[Dataset records]

++++++

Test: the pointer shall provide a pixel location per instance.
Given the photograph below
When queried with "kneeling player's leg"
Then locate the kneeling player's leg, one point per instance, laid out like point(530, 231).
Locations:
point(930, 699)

++++++

## [What needs to be done]
Copy the data above verbatim, line for line, with no changes.

## [Output below]
Test: the pointer shall provide a pixel location per instance.
Given the photograph below
When queried with "kneeling player's leg"
Then locate the kneeling player's leg, one point per instance, laid out like point(530, 231).
Locations:
point(930, 699)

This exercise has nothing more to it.